## Gestellte Aufgabe
Wie geht der Forenthread zum Auslesen der aktuellen Systemzeit aus der WAGO weiter? Setze ihn direkt nach dem letzten gezeigten Beitrag fort.

## Gezeigter Textauszug
***
# Aktuelle Systemzeit aus der WAGO auslesen



## LL0rd (9 Juli 2011)

Hallo Leute,

irgendwie stelle ich mich gerade etwas blöd an. Ich möchte einen Timer_1 Baustein verwenden. Dieser Baustein benötigt eine Uhrzeit am DTI Eingang. Wo bekomme ich diese Uhrzeit denn her?

Irgendwie konnte ich mit TIME() zwar "irgendwas" auslesen, aber nach einer Umwandlung zum DT hatte ich ein 1970er Datum. Dann habe ich etwas gegoogelt, da kam dann die Funktion SysRtcGetTime angeblich aus der TwinCat lib, aber die kann ich bei mir auf dem System nicht finden. 

Kann mir von euch jemand mal einen Tipp geben, was ich denn genau brauche, um die aktuelle Uhrzeit im DT Format zu bekommen?


----------



## Blockmove (9 Juli 2011)

Du musst die Bibiliothek SyslibRTC.lib in dein Projekt einbinden.
In der Bibliothek findest du dann den Baustein SysGetRtcTime. Damit kannst du die Systemzeit auslesen.
***
## Vorliegende Datensätze
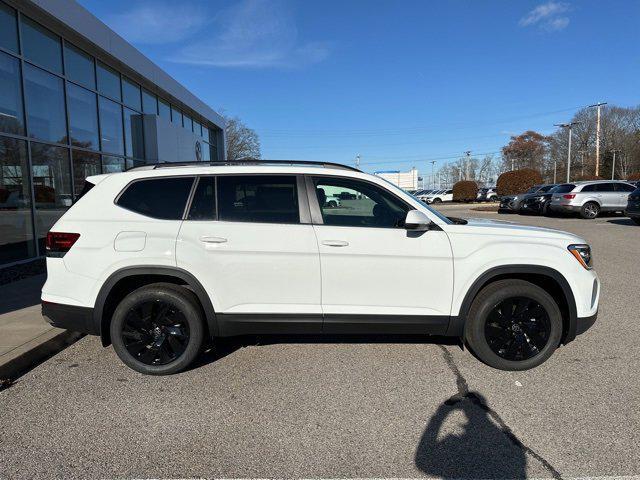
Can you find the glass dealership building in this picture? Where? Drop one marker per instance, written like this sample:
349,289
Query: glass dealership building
77,100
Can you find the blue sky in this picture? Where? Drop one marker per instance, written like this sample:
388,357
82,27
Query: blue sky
398,82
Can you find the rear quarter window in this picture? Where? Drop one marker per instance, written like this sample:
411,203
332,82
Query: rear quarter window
162,198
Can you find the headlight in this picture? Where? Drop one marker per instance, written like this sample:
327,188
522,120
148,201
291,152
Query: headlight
583,255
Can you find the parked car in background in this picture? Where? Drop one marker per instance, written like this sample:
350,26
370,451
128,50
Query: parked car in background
633,206
538,203
438,196
589,198
513,203
487,194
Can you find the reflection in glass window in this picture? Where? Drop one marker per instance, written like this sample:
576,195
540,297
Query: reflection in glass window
83,117
85,164
108,81
51,186
11,116
8,28
188,123
16,233
354,203
149,102
134,140
111,126
41,46
261,199
79,66
45,105
164,110
112,164
176,116
131,94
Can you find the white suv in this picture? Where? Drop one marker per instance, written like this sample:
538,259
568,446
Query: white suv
158,259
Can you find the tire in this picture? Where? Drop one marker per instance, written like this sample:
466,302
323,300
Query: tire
590,210
158,329
511,342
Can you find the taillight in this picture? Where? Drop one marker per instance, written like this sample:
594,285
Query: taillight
59,243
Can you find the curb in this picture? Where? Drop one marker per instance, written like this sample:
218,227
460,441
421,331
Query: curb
36,351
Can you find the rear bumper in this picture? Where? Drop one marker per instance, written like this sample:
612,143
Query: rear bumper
69,317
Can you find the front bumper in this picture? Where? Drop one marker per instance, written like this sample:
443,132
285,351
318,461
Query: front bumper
69,317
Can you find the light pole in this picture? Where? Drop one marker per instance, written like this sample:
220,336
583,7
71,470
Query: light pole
598,105
568,126
613,168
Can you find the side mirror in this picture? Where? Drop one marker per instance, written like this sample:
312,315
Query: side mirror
417,221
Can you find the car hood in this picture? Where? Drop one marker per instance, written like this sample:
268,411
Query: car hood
501,227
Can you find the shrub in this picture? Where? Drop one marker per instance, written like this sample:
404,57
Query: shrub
465,191
517,181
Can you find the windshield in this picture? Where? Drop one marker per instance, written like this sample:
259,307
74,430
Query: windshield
403,194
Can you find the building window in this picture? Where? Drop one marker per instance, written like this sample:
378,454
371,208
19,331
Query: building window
8,28
108,81
134,140
83,117
149,103
112,164
79,66
164,110
16,230
11,116
41,46
45,105
51,186
85,164
176,116
111,126
131,94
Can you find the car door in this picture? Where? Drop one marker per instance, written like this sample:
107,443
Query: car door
377,276
249,240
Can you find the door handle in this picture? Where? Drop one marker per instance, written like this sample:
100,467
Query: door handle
335,243
208,239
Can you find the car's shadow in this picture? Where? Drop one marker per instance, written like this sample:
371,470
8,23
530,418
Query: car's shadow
221,347
623,221
463,440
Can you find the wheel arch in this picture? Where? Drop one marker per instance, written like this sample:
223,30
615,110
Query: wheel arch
127,279
547,278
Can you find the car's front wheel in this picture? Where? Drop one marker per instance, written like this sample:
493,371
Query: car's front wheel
590,210
158,329
513,325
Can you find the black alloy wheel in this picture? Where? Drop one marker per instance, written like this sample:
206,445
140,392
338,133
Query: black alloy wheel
155,332
517,329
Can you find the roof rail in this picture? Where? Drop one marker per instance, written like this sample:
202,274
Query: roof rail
255,162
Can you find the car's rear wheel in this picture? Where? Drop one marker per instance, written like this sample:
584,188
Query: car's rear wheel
158,329
590,210
513,325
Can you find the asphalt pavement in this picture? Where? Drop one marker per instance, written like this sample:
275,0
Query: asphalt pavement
348,407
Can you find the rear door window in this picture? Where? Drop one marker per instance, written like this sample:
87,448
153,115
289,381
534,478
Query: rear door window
258,198
163,198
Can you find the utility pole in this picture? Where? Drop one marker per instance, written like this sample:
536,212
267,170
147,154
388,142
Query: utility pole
433,176
568,126
598,105
613,168
466,170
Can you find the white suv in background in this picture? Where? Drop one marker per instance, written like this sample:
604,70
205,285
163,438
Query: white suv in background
589,198
158,259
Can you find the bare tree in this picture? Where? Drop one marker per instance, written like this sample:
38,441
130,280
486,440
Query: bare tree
242,142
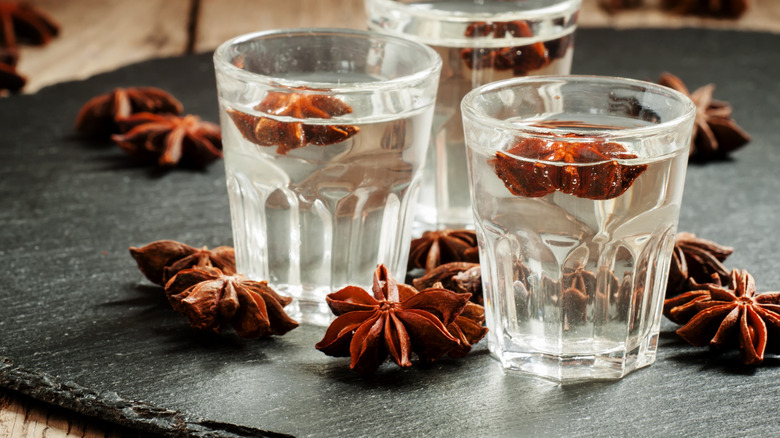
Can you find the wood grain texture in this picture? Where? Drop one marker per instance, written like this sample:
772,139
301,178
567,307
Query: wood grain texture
100,35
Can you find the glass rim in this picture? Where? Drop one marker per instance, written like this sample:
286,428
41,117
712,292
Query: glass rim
222,62
558,7
470,110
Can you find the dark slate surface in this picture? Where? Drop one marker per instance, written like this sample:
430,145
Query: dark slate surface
81,328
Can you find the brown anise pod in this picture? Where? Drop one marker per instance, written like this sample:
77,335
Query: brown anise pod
697,259
715,133
168,140
23,22
212,300
524,172
265,131
397,321
161,260
715,8
460,277
100,116
436,248
720,315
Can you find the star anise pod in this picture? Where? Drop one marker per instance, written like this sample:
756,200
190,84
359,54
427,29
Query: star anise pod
520,59
697,259
396,321
21,22
10,79
721,315
212,300
460,277
265,131
605,179
100,116
715,133
159,261
169,140
436,248
715,8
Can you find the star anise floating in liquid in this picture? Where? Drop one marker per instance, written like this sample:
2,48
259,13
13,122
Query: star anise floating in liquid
436,248
212,300
101,116
169,140
520,59
536,167
697,259
267,131
722,315
397,321
161,260
715,133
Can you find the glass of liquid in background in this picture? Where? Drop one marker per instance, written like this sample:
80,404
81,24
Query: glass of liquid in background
577,184
325,133
479,41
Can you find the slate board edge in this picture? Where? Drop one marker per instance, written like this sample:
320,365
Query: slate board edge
111,407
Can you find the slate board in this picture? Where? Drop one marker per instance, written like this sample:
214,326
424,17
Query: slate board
81,328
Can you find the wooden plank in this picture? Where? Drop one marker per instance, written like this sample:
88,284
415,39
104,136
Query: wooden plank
221,20
101,35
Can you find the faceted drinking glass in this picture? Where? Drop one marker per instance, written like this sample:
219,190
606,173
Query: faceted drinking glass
325,133
577,184
479,42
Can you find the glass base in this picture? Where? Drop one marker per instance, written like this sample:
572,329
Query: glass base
310,312
572,368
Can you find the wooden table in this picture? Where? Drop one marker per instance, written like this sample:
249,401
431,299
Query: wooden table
101,35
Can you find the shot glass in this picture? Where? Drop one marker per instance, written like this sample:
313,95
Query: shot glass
479,42
325,133
577,183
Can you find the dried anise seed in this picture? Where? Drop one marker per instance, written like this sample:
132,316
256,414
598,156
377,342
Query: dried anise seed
212,300
720,315
10,79
100,116
265,131
715,133
26,23
396,321
520,59
169,140
436,248
605,179
161,260
459,277
716,8
697,259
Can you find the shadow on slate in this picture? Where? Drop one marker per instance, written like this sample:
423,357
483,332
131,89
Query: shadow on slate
81,328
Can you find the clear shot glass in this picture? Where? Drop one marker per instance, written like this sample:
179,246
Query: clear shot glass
479,42
577,183
325,133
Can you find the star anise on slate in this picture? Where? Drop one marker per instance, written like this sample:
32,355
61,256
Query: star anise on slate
697,259
435,248
722,315
605,179
161,260
265,131
396,321
212,300
100,116
716,8
10,79
25,23
169,140
715,133
459,277
520,59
***
## Antwort zur Aufgabe
Gruß
Dieter


----------



## Matze001 (9 Juli 2011)

Hallo,

testest du in der Simulation oder mit Hardware?
Soweit ich weis ist bei der Simulation immer 1970 als Datum angegeben.

Grüße

Marcel


----------



## LL0rd (9 Juli 2011)

Hallo Marcel



Matze001 schrieb:


> testest du in der Simulation oder mit Hardware?
> Soweit ich weis ist bei der Simulation immer 1970 als Datum angegeben.



Ich danke dir für den Hinweis. Ich hab es im Simulationsmodus probiert. Genau das war der Fehler!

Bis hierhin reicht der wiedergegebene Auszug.